If a line in the records below holds the word "each", copy it.

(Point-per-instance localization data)
▶

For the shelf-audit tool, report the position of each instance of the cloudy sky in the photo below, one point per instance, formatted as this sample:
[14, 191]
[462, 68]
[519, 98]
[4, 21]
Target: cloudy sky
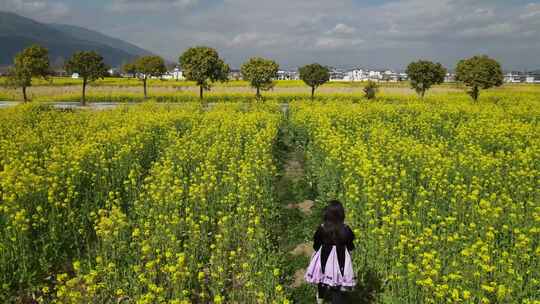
[366, 33]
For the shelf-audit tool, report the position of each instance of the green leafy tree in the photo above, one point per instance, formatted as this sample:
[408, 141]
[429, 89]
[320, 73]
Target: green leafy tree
[149, 66]
[479, 72]
[90, 67]
[260, 73]
[203, 65]
[370, 89]
[31, 62]
[314, 75]
[423, 74]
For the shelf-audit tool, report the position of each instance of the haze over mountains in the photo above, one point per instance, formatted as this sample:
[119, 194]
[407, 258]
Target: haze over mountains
[17, 32]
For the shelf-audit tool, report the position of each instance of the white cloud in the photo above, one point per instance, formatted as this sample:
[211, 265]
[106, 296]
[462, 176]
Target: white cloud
[337, 43]
[126, 6]
[532, 10]
[342, 29]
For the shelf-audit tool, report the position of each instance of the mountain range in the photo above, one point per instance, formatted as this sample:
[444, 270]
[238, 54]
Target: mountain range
[17, 33]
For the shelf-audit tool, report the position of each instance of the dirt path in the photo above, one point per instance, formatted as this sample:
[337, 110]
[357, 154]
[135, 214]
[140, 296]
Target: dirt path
[300, 215]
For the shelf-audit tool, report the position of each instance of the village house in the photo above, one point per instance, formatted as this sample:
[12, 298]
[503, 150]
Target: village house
[512, 77]
[287, 75]
[175, 74]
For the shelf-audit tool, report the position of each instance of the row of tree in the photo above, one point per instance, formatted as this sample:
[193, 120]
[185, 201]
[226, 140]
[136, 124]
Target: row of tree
[204, 66]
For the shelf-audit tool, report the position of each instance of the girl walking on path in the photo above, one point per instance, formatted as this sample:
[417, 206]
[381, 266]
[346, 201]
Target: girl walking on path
[331, 266]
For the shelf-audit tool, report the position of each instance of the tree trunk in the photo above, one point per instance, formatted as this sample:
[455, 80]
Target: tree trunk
[24, 94]
[84, 93]
[144, 84]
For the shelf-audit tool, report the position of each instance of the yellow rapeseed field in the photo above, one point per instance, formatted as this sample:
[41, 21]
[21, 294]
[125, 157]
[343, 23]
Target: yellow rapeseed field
[155, 204]
[443, 196]
[176, 203]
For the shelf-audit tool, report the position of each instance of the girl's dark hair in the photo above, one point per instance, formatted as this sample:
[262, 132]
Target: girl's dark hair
[334, 218]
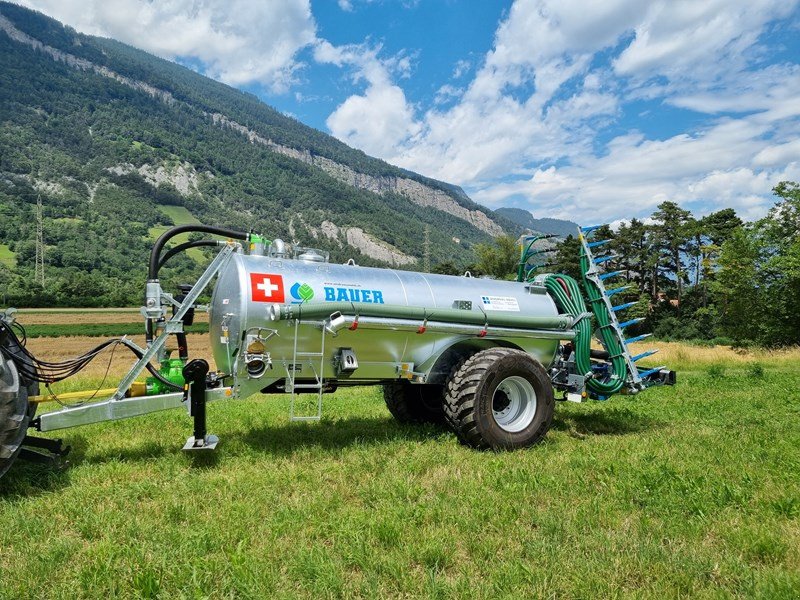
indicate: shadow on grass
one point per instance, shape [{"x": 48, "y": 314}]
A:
[
  {"x": 26, "y": 479},
  {"x": 288, "y": 439},
  {"x": 615, "y": 421}
]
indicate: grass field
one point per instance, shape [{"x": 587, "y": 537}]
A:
[
  {"x": 684, "y": 491},
  {"x": 7, "y": 257}
]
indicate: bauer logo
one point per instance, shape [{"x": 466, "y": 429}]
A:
[
  {"x": 266, "y": 287},
  {"x": 301, "y": 292},
  {"x": 349, "y": 294}
]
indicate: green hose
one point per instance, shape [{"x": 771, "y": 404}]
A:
[{"x": 565, "y": 291}]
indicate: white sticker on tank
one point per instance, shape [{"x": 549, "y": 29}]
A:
[{"x": 507, "y": 303}]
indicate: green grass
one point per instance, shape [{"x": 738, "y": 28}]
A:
[
  {"x": 97, "y": 329},
  {"x": 7, "y": 257},
  {"x": 679, "y": 492}
]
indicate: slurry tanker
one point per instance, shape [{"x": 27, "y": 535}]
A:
[{"x": 487, "y": 358}]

◀

- _RESULT OF THIS EXERCISE_
For the shelf-audit tool, report the position of each instance of the cloudy sky in the photo below, one point per instance, formatted as this sample:
For the shelf-audit tool, report the position of each instance of the green leafy tree in the photo above, one point per instance, formatted as this sample:
For the shelf-audit tool, report the position of each instance of the haze over mountains in the photo above, one point per instance, formatted as this sample:
For the shelf-audit tool, report the position of each instance of the white cloud in the photo above, one point per instance, formatted as this sample:
For the shelf-audit tool, report the position of each instance of the mountain range in the photo above, one point per instance, formatted as this sample:
For the shelf-audit tool, report the position of each instance of the dirt path in the photo above, one point per instance, formatted as this sample:
For the shelf-audit tool, report the position of each instance of the village house in the photo above, one point per instance, formatted as this sample:
For the shelf-audit tool, report the position of each instance of the row of tree in the photo above, one point per instance, formatted as this sample:
For the shelf-audit tool, report the position of each instance of the girl walking on path in the photo above, one point per instance, formatted as this sample:
For the shelf-audit tool, report the position of each instance of the tree trunk in the photo above, one point per instance, formatted as this sample:
For the shelf-audit tool, report the position of each instance of the yellow rapeseed field in the photo above, one point per instance, formatted as this sample:
For the shelf-audit tool, report the position of each instance of the girl's dark hair in the photo above, one point per instance, formatted as this sample:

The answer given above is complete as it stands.